| Exercise requirements |
Search the listing below for the word "symbol" and copy each line where it appears.

─── Information shown ───

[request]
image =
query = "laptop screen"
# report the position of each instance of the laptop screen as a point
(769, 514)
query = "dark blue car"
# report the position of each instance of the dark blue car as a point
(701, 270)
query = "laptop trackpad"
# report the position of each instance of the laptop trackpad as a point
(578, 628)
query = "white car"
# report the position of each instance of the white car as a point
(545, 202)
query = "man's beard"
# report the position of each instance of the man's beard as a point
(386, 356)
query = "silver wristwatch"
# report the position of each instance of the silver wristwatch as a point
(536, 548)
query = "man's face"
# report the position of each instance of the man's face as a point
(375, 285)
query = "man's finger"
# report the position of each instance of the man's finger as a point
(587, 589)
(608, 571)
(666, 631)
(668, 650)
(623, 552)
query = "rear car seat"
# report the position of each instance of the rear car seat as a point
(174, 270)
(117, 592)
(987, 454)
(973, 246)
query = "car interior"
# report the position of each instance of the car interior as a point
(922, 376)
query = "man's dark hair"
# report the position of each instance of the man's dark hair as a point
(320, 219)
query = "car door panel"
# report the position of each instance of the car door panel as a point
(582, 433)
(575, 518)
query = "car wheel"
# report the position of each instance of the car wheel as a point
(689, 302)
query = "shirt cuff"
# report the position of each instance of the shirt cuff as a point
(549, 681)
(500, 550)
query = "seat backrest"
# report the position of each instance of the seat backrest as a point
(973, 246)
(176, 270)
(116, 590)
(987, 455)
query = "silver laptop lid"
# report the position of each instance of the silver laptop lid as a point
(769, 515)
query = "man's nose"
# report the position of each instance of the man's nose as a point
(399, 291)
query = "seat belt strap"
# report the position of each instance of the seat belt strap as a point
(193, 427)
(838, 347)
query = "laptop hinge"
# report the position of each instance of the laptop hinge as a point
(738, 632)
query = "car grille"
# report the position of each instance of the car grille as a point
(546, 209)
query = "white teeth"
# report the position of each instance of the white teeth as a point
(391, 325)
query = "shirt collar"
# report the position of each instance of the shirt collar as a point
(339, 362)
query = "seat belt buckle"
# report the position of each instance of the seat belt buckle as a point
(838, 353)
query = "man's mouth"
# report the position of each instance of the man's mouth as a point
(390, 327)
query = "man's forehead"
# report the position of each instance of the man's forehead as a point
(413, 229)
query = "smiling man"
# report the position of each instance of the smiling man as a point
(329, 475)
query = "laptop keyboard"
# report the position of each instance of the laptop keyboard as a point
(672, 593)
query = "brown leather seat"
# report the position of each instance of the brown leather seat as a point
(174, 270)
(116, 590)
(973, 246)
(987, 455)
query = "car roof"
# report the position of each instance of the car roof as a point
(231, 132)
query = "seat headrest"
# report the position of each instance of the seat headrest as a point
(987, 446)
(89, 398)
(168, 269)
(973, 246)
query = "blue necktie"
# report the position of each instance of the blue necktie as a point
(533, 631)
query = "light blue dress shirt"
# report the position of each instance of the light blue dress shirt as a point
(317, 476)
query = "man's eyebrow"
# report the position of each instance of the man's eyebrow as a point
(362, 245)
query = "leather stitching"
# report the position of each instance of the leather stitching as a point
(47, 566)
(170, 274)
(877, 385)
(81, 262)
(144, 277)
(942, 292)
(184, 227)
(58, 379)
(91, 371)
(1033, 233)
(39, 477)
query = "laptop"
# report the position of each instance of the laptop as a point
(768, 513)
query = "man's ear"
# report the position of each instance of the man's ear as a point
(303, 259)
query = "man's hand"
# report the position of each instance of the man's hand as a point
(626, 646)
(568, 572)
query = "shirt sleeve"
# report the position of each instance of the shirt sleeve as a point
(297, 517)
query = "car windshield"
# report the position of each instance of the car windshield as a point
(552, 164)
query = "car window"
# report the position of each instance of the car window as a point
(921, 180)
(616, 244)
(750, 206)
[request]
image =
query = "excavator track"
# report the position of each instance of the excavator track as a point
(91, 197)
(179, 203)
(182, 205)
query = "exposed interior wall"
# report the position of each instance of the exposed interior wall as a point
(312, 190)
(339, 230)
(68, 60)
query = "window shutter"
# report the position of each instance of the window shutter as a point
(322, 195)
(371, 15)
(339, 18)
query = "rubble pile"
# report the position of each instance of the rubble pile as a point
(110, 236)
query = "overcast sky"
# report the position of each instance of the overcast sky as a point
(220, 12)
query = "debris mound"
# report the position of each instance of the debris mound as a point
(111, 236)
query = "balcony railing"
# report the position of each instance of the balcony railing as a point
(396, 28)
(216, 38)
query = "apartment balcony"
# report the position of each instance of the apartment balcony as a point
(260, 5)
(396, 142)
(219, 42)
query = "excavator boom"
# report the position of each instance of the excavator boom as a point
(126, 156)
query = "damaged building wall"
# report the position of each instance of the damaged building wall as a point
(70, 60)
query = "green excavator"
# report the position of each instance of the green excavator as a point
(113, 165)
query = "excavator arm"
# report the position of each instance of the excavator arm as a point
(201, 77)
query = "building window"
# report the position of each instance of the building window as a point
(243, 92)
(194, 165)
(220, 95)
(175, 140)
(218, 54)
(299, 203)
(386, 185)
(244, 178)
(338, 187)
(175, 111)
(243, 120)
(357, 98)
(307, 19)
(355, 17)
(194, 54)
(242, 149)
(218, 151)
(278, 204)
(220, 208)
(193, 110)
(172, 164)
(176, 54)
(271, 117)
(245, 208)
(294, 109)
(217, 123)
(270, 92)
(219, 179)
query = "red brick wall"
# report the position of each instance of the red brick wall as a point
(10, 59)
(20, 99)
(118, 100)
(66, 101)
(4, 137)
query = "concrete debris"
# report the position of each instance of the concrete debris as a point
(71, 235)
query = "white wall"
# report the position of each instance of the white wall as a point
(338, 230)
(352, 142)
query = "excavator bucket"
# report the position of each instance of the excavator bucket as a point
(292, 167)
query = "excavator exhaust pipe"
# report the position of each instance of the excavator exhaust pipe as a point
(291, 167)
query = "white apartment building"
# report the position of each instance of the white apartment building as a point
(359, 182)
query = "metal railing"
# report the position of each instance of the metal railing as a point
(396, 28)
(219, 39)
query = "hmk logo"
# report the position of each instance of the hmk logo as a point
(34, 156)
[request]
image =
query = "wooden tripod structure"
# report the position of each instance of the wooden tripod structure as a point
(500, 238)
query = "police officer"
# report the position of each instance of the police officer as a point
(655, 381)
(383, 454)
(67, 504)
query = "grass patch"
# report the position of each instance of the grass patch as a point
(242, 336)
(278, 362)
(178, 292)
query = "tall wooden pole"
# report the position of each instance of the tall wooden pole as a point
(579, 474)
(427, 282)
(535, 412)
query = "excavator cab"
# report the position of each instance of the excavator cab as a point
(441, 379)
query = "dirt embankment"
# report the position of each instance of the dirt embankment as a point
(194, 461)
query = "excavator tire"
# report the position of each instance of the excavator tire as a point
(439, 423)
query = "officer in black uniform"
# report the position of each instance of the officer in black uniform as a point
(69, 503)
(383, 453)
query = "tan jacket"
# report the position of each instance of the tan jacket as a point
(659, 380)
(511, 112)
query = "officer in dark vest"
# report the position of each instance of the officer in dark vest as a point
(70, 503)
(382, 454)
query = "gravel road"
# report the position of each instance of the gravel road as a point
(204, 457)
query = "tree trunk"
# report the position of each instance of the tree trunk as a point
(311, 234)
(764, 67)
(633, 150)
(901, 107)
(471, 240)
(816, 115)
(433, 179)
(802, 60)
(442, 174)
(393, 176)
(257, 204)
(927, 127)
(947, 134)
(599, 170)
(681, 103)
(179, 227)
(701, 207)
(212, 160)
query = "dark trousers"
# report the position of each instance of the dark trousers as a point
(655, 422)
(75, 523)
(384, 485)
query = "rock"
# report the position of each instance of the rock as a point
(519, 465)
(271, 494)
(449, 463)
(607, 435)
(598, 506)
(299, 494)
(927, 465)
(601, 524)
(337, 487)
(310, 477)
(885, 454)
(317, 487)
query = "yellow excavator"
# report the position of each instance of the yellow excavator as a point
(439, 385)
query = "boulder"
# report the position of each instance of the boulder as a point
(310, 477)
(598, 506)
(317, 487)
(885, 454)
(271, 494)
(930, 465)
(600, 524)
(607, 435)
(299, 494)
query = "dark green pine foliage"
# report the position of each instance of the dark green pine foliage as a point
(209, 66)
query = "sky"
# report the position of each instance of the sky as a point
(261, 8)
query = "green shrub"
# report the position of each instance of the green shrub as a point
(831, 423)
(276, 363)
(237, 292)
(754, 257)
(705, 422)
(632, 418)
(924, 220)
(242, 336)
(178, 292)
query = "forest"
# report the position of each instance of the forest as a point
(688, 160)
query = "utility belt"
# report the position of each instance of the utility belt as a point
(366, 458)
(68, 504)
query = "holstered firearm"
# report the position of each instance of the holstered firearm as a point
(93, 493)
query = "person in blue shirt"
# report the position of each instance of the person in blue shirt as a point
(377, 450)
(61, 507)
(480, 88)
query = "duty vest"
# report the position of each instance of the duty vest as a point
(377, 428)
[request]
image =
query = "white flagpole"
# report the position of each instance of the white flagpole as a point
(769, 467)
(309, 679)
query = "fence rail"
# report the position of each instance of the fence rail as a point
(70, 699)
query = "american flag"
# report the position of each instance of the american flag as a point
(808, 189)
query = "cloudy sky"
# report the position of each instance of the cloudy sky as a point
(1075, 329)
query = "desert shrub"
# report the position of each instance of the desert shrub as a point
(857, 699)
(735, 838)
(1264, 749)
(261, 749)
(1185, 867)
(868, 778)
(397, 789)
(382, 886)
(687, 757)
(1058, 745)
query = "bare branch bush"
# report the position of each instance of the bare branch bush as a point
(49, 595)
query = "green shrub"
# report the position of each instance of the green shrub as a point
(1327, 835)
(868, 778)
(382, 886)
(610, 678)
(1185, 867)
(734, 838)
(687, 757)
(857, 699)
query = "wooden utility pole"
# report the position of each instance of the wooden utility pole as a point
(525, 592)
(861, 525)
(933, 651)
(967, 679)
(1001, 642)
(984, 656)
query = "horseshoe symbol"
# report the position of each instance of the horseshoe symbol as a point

───

| Solution to this exercise |
query = "horseshoe symbol"
# report the position of each instance of the horseshoe symbol as a point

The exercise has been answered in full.